=== Begin Enclosure ===
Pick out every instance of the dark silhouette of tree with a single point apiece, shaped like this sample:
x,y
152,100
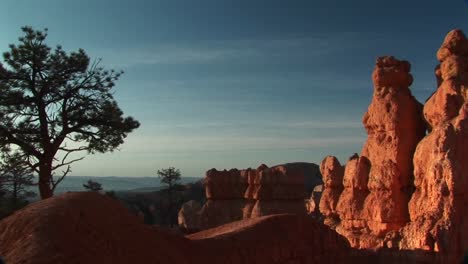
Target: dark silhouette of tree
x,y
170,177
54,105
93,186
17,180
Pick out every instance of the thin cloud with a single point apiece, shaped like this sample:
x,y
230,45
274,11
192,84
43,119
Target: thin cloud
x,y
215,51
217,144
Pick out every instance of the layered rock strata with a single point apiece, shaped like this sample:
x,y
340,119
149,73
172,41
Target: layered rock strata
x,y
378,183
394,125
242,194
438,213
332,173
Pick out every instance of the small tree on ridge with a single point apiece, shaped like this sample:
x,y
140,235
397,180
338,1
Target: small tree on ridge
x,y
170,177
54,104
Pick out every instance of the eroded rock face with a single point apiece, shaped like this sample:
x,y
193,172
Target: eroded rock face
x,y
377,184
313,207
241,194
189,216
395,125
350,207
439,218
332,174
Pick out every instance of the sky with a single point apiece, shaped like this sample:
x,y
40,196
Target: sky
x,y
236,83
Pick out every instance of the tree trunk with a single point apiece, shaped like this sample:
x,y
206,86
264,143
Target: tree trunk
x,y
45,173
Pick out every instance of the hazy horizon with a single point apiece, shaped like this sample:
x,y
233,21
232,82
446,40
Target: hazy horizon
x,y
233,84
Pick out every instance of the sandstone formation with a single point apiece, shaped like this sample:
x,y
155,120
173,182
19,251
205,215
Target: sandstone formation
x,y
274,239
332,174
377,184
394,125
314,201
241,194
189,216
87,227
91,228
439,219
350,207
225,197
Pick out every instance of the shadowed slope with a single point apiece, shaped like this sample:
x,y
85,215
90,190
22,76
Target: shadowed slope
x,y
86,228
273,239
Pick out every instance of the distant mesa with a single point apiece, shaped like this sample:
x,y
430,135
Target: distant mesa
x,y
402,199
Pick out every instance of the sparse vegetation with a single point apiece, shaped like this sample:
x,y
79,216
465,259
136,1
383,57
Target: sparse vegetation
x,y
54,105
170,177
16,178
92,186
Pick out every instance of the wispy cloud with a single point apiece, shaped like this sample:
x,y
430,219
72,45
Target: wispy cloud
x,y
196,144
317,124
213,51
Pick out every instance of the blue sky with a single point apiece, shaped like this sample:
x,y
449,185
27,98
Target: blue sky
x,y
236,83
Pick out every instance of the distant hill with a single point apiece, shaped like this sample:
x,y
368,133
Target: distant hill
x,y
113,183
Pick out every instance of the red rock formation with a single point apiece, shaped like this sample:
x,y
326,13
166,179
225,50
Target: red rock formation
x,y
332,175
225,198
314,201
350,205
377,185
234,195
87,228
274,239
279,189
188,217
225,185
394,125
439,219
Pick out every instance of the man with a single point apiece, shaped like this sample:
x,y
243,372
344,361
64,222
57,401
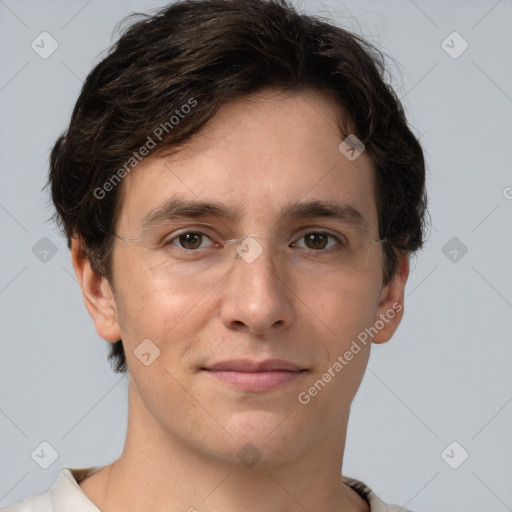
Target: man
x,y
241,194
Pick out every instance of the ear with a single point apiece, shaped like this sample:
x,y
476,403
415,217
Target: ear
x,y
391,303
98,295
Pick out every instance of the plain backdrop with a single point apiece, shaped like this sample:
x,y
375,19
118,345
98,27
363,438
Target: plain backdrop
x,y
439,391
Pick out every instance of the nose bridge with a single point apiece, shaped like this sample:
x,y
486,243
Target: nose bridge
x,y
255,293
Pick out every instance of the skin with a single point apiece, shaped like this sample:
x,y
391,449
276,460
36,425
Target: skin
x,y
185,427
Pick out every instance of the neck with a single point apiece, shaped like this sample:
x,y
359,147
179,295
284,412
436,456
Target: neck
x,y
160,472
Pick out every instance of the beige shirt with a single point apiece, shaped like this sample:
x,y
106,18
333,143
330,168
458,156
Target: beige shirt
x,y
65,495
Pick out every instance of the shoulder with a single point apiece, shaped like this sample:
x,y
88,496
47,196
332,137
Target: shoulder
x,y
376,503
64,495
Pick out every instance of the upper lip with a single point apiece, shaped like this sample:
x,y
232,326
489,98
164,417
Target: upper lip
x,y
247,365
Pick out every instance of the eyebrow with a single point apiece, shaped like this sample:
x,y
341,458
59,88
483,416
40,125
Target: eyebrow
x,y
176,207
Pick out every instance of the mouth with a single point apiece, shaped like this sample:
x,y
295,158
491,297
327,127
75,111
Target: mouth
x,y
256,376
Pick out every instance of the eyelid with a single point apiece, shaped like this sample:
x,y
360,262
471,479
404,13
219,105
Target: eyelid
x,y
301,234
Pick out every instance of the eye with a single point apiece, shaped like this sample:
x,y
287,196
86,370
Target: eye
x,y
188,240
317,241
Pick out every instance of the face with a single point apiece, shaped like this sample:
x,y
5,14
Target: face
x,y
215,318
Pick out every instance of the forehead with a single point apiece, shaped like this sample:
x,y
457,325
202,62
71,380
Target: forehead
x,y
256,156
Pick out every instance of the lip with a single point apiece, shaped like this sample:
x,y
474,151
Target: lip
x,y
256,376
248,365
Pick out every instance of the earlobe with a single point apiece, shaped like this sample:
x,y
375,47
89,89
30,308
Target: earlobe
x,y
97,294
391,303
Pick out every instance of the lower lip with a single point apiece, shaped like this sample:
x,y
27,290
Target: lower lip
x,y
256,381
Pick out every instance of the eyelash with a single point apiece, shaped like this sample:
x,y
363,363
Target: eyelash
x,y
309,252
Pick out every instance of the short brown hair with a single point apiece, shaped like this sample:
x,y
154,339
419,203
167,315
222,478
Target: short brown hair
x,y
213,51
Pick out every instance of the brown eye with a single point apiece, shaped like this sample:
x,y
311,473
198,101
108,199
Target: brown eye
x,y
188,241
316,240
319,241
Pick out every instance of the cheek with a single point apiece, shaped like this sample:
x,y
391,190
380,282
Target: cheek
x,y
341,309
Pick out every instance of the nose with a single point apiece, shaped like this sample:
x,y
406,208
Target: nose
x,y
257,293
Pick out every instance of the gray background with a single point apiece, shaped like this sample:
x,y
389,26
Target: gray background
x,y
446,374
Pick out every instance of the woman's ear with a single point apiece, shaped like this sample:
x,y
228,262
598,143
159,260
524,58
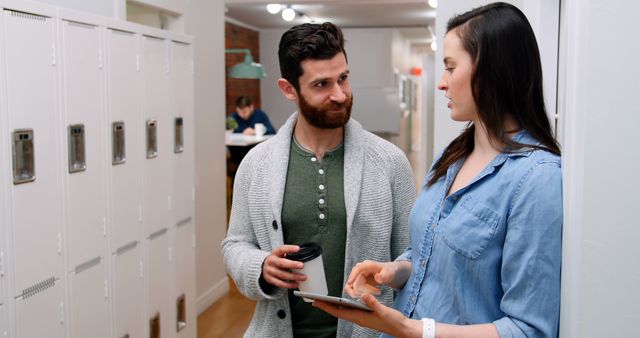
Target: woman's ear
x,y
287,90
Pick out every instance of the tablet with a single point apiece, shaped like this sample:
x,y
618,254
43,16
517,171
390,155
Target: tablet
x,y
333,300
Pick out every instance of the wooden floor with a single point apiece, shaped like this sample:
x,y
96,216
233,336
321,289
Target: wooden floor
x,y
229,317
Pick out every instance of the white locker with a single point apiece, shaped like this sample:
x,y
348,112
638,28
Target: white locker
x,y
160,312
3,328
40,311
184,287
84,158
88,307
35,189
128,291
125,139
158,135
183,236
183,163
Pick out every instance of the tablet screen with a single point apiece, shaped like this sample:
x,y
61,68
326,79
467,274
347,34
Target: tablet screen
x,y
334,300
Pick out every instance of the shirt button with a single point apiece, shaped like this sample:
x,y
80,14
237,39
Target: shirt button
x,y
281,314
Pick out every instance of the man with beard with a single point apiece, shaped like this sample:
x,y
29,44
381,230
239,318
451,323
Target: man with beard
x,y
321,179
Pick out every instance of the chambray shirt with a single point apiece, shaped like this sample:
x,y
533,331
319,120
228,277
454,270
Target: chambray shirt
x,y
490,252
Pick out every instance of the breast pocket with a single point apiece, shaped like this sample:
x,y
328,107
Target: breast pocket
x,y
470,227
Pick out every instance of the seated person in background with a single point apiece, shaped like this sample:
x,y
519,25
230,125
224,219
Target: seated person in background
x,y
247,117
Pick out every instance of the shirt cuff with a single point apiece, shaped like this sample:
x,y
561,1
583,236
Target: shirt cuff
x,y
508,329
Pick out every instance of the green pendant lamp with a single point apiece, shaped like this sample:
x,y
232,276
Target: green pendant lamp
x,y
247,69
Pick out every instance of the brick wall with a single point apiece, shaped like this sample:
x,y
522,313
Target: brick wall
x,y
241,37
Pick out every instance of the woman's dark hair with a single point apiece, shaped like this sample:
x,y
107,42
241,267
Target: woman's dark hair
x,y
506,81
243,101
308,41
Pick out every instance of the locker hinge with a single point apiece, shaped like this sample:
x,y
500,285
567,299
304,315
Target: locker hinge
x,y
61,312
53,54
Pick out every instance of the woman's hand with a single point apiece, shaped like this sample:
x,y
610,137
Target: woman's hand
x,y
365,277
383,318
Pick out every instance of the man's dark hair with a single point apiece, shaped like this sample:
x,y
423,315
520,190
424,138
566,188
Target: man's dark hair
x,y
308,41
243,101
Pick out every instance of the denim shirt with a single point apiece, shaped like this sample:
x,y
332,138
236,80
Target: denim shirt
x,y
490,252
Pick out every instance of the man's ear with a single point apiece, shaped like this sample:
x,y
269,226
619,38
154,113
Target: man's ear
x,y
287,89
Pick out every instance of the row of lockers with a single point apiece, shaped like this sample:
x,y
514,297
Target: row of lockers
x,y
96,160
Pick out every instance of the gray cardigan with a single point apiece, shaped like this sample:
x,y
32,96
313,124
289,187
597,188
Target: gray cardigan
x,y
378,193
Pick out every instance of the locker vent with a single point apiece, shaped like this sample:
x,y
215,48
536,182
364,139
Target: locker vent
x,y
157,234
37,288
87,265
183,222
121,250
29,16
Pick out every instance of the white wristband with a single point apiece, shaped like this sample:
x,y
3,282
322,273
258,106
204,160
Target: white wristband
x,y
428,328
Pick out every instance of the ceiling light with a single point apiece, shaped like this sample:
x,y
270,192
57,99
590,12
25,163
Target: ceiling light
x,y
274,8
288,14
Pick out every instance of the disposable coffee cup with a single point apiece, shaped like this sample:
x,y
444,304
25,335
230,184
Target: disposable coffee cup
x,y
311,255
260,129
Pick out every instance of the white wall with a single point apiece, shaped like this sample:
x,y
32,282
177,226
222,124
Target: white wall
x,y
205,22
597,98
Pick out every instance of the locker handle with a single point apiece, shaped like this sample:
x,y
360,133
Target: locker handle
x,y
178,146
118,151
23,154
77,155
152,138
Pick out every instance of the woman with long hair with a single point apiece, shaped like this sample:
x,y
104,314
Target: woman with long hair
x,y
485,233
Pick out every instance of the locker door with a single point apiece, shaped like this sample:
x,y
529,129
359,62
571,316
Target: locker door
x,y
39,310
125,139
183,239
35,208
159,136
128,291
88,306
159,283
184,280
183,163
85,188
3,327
=== End Enclosure ===
What you need to do => Find the line that contains "Target: white wall" in the listing above. Retype it and every line after it up to the last, exactly, and nothing else.

Finished task =>
Target: white wall
x,y
205,22
597,98
Pick out every instance of the locker handle with a single point apiece, shaped like this sample:
x,y
360,133
Target: locker handle
x,y
178,146
118,151
23,154
77,155
152,138
Pick out every instance of the woman with long hair with a single point apiece, shaped like this sample:
x,y
104,314
Target: woman with long hair
x,y
485,233
Pick out every instance of the locker door with a single point apiece, shaped like this sample:
x,y
529,129
359,62
571,316
Target: locker door
x,y
39,310
125,139
183,239
35,208
159,136
128,291
88,306
159,283
184,280
183,163
85,188
3,327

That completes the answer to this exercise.